- Exercise details -
Reproduce only the part of the material that opens with the line containing "Every instance of the seated" and runs through the end of the material, requests included. Multiply every x and y coordinate in the answers by 0.8 and round to whole numbers, halves up, leaving the requests unchanged.

- Supplied data -
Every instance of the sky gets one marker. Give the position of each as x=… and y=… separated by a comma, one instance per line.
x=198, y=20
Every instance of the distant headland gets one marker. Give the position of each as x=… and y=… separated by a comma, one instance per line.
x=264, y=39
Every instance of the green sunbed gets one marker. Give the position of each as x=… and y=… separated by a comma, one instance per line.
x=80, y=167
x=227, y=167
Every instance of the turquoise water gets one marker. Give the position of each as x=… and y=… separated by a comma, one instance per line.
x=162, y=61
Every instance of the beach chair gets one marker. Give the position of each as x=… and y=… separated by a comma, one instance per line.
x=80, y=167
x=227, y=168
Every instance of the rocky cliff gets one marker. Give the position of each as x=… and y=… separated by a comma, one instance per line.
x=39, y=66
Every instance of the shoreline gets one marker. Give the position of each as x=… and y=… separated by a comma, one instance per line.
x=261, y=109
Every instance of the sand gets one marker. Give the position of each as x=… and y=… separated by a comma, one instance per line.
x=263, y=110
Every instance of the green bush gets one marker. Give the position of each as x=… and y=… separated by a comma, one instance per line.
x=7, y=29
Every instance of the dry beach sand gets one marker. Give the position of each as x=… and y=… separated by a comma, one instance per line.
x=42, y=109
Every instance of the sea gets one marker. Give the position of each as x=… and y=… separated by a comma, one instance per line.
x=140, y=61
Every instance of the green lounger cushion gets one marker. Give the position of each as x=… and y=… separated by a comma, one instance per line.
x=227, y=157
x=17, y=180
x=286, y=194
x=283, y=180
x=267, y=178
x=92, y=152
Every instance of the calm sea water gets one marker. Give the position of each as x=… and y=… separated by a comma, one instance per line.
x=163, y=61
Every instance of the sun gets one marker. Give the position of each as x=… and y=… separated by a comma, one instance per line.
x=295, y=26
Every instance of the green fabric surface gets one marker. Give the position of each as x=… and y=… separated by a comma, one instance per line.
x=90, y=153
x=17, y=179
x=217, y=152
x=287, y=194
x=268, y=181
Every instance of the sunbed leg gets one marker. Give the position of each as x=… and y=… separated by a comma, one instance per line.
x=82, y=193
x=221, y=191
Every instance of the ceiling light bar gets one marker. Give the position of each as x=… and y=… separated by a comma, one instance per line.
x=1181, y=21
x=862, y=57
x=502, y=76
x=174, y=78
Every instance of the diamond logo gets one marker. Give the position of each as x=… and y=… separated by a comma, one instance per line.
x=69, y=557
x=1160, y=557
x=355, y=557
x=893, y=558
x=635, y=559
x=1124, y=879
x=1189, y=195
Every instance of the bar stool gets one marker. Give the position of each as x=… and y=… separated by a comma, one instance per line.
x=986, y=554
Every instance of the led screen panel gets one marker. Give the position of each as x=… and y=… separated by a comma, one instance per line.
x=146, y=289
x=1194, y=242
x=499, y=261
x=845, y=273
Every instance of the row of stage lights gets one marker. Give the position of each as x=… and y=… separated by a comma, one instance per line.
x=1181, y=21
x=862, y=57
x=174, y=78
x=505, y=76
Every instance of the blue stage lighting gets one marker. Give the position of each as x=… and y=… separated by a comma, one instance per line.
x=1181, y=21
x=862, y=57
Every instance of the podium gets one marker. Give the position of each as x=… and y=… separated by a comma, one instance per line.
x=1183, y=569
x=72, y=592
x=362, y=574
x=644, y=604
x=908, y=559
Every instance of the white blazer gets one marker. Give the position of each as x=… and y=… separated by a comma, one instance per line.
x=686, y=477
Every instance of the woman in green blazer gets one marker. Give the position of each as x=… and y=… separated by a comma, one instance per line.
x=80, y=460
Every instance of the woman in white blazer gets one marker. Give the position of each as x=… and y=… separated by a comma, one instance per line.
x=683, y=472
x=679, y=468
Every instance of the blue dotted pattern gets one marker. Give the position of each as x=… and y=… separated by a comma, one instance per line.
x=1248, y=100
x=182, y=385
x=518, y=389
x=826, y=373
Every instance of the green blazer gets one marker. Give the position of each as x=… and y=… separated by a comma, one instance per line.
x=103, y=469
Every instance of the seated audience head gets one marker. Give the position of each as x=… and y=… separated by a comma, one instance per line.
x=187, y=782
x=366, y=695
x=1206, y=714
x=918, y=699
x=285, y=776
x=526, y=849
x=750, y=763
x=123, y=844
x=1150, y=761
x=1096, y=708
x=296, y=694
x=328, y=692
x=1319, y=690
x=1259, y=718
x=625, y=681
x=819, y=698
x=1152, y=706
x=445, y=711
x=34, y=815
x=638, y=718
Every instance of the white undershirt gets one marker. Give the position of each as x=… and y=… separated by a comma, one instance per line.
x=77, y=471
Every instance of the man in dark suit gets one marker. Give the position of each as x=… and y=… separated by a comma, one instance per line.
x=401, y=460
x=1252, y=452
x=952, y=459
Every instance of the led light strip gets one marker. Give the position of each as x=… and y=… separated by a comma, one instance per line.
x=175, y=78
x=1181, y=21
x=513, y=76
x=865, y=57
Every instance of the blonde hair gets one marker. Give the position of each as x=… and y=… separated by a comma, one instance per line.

- Solution to this problem -
Every instance of the seated audience head gets one marker. Give the position of each as x=… and y=… separated by a comma, one instance per line.
x=150, y=626
x=293, y=556
x=965, y=571
x=734, y=559
x=228, y=621
x=421, y=679
x=600, y=610
x=98, y=675
x=920, y=609
x=877, y=566
x=237, y=555
x=262, y=554
x=1055, y=552
x=1007, y=574
x=500, y=545
x=655, y=558
x=922, y=565
x=356, y=569
x=27, y=652
x=510, y=574
Every instance of the white undershirt gets one marker. Give the position of each as x=… and y=… separated by a comma, one instance per line.
x=62, y=377
Every instance of the man in dark suit gets one marker. Give the position of each as x=… and y=… separated by a comma, one instance per line.
x=321, y=368
x=1002, y=362
x=762, y=367
Every instance of the led light strip gets one marker. Give the position of each as x=… and y=… separated by a comma, one instance per line.
x=140, y=62
x=945, y=17
x=410, y=61
x=692, y=46
Every instance of the blonde hair gets one marker. Give the position of each as x=… and y=… separated by a comma, one instance per line.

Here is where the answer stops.